READING TEXT —

###

Highlights & Insights

  • Transforms "continual learning" from an empirical tuning problem into an equality-constrained "Markov chain state space expansion" problem, providing analytically derivable "zero forgetting" structural conditions. This approach is transferable to any autoregressive model with discrete output distributions (speech, code, symbolic).
  • Sample complexity depends only on mapping sparsity \(s\), not vocabulary size \(T\) or model dimension \(d\), yielding a counterintuitive but instructive scaling rule: larger vocabularies do not make learning new words more expensive, provided the sparsity assumption holds.
  • "Finetuning only new token embeddings" is an extreme form of the LoRA/PT PEFT approach—it does not rely on rank constraints or prompt prefixes, but directly exploits the natural orthogonality between embeddings and the transition computation graph.

Limitations & Future Work

  • Assumes each new token appears with uniform probability in training data, but real-world frequency distributions may be strongly coupled with the "cluster of mapped old tokens" (high-frequency words are more likely to pollute old transitions).
  • Assumes the LLM is sufficiently expressive (\(f\) is Lipschitz and can precisely realize any sparse combination); if model capacity is limited or new concepts are far from the original dictionary coverage, the sparsity assumption may break down.
  • The method by default "does not allow transitions from old tokens to new tokens," meaning new words can only be "summoned" but not naturally generated in output, which is a clear constraint for generative applications and acknowledged as future work.
  • No experiments on complex structures involving "mutual transitions among new tokens" (e.g., learning an entire network of new domain terms), only "single-point expansion" is validated.
  • vs LoRA / PT / Adapter: These reduce the number of updated parameters but cannot guarantee update directions are orthogonal to old transitions, so forgetting remains uncontrollable; this method directly leverages the orthogonal structure between the embedding table and transition graph, making zero forgetting a structural guarantee rather than a tuning outcome.
  • vs EWC / GEM / replay: Classical continual learning methods suppress forgetting via regularization or replay, but scaling to LLMs remains challenging; this method requires no replay of old data or Fisher information, only updating new embeddings.
  • vs FlexOlmo / model editing: Those methods assume "target behavior first, then edit," whereas this work "structurally isolates forgetting by constraining the update space"—the two paradigms are complementary.

###

AVAILABLE DATA —
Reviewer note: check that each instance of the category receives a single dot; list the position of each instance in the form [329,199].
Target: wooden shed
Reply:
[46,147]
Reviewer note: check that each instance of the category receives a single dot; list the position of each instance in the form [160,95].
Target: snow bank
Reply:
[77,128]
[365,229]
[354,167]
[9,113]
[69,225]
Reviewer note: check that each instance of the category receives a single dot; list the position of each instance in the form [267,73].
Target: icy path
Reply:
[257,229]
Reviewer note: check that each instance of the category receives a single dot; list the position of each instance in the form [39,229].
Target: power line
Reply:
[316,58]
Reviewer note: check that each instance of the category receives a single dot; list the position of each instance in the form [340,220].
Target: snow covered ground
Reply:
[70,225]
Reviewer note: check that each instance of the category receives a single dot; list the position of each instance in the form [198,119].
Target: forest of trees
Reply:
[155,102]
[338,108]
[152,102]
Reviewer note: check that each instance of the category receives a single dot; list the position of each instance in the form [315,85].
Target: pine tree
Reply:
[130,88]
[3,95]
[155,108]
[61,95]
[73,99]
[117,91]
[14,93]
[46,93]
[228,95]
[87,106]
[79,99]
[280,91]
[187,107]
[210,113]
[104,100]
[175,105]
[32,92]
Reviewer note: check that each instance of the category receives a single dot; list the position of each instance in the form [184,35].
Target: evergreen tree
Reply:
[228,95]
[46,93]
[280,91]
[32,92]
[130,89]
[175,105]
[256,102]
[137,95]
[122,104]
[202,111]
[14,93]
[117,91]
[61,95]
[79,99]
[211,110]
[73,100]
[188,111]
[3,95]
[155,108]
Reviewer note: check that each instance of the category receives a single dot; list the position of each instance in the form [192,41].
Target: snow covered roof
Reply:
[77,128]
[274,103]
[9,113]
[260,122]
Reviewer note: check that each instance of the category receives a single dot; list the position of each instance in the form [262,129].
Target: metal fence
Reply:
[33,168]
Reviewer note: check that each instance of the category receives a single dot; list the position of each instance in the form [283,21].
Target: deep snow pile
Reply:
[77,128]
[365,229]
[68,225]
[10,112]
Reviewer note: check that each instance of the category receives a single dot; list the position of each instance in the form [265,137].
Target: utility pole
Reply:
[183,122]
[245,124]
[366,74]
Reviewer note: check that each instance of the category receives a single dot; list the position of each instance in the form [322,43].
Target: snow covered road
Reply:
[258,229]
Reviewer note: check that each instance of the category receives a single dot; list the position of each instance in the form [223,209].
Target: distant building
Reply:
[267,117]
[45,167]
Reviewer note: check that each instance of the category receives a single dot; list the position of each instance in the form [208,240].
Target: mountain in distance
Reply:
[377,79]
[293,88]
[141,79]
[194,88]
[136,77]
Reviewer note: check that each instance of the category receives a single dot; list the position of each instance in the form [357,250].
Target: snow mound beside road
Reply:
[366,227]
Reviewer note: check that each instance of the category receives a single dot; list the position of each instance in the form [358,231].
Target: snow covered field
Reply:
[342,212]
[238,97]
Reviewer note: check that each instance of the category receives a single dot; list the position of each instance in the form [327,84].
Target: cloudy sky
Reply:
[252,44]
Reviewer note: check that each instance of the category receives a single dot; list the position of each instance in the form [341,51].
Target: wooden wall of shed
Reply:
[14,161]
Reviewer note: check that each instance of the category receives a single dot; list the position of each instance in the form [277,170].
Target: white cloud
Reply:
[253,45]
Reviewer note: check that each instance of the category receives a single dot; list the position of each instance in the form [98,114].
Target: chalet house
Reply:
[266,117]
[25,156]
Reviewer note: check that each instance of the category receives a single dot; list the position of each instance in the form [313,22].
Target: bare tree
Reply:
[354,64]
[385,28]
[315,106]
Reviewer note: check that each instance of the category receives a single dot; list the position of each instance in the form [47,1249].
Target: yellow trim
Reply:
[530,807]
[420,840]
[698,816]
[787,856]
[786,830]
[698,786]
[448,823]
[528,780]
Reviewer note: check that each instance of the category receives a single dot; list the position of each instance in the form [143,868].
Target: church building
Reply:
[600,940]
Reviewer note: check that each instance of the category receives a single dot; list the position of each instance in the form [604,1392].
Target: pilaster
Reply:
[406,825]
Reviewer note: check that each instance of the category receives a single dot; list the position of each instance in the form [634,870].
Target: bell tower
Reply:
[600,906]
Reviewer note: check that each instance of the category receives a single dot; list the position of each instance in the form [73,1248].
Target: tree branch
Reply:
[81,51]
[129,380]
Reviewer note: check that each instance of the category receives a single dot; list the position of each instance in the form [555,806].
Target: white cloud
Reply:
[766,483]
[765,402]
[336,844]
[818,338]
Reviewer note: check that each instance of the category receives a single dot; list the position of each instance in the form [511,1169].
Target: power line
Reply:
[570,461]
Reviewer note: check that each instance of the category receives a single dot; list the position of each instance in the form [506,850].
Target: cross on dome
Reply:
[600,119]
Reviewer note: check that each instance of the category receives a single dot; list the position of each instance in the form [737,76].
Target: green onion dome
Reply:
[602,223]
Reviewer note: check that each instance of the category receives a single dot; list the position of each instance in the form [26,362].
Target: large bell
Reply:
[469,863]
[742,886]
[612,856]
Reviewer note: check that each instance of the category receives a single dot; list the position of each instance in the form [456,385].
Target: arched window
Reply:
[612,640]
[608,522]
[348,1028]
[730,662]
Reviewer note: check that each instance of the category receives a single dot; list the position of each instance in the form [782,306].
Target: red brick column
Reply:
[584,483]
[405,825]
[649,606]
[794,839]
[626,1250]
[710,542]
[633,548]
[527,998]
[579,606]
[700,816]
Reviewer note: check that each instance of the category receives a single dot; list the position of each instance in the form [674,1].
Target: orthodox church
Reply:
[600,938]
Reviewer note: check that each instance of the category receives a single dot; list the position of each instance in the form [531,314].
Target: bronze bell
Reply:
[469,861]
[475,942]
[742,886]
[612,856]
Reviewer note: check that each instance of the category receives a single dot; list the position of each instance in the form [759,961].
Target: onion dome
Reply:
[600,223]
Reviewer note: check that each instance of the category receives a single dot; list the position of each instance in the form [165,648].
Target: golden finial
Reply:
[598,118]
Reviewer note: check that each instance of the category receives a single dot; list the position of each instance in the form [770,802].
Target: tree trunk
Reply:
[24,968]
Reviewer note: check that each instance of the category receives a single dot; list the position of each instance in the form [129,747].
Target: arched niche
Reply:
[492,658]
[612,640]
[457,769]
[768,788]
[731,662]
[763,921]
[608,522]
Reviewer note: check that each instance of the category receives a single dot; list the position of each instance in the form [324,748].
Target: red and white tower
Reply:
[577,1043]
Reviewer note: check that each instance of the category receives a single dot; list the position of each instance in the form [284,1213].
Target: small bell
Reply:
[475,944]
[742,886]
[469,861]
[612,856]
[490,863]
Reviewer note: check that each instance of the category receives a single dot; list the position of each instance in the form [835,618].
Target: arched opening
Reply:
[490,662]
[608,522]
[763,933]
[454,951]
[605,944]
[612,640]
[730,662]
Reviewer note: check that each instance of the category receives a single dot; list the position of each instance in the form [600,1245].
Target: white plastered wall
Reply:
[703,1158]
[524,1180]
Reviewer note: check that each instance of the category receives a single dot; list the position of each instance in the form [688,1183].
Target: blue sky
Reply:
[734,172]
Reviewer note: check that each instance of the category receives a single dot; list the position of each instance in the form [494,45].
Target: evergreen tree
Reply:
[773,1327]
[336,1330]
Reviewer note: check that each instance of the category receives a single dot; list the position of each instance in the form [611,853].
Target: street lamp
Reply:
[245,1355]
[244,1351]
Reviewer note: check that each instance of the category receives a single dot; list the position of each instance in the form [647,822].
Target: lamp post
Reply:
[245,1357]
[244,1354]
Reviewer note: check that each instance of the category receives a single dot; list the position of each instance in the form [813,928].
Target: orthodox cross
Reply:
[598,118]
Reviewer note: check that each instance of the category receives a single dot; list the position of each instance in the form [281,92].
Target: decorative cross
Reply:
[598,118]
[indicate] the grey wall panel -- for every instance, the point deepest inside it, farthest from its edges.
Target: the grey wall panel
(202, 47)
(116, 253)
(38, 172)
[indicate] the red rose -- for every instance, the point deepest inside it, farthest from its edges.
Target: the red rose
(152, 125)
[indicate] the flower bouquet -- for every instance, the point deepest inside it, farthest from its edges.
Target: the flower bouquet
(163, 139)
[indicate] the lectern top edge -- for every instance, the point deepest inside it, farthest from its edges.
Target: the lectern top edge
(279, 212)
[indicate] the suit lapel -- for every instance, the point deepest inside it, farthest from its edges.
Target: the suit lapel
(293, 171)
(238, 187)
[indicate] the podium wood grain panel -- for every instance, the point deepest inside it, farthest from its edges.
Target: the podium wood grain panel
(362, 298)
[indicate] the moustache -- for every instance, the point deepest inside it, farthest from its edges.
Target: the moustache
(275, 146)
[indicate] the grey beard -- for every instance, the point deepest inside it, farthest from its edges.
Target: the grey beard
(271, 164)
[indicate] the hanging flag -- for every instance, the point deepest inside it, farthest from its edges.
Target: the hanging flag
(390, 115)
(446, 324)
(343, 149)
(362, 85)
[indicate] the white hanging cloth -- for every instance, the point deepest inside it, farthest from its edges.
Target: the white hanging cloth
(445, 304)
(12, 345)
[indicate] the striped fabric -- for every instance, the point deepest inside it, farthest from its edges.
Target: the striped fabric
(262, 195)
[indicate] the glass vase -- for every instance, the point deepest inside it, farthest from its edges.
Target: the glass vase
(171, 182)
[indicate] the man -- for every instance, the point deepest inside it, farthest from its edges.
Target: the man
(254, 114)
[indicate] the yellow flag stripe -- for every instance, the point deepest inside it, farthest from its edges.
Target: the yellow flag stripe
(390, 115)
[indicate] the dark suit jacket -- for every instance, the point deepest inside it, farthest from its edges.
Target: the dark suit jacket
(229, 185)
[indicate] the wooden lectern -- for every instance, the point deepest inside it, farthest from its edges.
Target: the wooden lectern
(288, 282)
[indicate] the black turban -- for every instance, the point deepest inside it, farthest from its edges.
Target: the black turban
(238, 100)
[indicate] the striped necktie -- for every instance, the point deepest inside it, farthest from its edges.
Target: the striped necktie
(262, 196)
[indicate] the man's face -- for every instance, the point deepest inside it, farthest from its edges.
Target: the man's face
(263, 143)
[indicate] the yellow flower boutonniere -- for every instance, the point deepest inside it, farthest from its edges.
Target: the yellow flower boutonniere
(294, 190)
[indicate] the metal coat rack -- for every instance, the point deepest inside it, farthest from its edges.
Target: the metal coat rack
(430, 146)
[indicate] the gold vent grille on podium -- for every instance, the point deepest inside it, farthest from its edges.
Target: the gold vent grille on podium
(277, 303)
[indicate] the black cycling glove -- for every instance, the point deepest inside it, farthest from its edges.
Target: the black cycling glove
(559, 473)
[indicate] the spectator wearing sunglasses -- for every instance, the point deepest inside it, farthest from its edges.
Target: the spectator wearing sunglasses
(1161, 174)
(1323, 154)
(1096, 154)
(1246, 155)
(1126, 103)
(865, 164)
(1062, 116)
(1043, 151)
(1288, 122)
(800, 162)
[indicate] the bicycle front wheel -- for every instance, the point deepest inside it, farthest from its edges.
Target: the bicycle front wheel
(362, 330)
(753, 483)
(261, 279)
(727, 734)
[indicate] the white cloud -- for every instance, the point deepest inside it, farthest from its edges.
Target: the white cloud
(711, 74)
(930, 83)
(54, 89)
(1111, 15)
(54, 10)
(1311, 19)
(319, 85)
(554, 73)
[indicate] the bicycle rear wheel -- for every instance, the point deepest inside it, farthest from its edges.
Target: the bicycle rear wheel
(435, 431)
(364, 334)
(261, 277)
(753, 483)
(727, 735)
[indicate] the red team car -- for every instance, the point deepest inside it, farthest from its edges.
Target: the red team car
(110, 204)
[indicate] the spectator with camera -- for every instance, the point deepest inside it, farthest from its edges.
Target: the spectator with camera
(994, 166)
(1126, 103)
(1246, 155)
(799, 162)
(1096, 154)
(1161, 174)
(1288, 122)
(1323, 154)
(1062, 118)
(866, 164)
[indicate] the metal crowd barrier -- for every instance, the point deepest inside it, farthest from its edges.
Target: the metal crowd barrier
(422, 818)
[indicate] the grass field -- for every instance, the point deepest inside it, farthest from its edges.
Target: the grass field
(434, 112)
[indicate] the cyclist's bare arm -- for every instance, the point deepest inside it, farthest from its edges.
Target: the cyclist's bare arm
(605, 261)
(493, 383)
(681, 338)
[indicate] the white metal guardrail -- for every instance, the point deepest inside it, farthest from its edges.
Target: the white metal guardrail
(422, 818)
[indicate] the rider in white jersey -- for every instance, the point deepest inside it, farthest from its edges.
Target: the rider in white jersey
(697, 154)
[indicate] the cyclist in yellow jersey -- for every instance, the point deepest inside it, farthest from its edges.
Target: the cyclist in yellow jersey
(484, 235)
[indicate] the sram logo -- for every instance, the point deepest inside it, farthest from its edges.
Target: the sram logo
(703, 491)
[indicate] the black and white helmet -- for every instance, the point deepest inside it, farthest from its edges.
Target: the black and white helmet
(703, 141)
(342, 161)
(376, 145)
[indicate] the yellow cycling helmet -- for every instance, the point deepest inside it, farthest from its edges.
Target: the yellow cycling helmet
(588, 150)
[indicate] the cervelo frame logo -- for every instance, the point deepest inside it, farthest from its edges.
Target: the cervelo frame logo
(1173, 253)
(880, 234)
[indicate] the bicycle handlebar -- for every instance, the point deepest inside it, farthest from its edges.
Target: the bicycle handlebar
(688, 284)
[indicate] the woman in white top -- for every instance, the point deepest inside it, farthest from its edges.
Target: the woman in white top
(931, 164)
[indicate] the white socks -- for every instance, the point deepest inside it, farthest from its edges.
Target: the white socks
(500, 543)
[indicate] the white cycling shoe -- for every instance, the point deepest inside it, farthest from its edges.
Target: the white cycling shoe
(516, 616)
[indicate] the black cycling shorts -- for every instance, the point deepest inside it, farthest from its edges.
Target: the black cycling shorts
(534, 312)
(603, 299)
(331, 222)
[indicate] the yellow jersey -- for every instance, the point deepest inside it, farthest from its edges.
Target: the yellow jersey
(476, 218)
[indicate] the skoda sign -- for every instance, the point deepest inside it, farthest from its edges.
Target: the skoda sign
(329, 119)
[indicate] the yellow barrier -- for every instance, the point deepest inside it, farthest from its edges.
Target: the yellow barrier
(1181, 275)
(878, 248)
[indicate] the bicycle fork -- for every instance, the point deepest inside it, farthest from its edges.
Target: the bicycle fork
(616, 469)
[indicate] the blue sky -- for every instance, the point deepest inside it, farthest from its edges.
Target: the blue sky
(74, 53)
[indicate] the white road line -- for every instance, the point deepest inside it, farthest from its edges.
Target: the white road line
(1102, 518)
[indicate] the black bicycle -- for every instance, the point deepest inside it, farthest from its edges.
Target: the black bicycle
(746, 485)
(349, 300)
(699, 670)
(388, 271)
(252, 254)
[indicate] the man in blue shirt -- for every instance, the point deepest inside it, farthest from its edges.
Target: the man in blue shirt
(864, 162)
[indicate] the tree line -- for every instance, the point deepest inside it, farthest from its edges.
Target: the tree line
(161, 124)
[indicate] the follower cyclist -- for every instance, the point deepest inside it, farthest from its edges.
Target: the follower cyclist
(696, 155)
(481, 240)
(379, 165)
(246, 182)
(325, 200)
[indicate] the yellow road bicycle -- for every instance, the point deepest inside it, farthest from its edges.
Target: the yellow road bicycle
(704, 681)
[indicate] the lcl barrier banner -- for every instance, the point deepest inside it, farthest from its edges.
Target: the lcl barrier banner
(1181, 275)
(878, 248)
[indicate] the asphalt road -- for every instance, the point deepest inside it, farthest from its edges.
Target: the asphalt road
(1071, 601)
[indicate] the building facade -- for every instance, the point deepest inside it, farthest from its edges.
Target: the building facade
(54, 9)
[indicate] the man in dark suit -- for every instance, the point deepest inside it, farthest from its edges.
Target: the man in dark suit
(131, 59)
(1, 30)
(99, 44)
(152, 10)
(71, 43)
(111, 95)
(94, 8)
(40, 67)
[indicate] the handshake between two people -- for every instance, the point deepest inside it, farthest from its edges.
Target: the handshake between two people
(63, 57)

###

PROBLEM A —
Using the notes on continual learning, explain in one to three sentences why LoRA, PT and Adapter approaches still leave forgetting uncontrollable.
PROBLEM B —
According to the notes on continual learning, what does sample complexity depend on?
PROBLEM C —
List every existing method or method family that the notes on continual learning compare the approach against.

EXERCISE ANSWER A —
LoRA, PT and Adapter reduce the number of updated parameters, but they cannot guarantee that update directions are orthogonal to old transitions. Forgetting therefore remains uncontrollable. The method in the notes instead uses the orthogonal structure between the embedding table and the transition graph.

EXERCISE ANSWER B —
Only on the mapping sparsity \(s\), not on vocabulary size \(T\) or model dimension \(d\).

EXERCISE ANSWER C —
LoRA, PT, Adapter, EWC, GEM, replay, FlexOlmo, model editing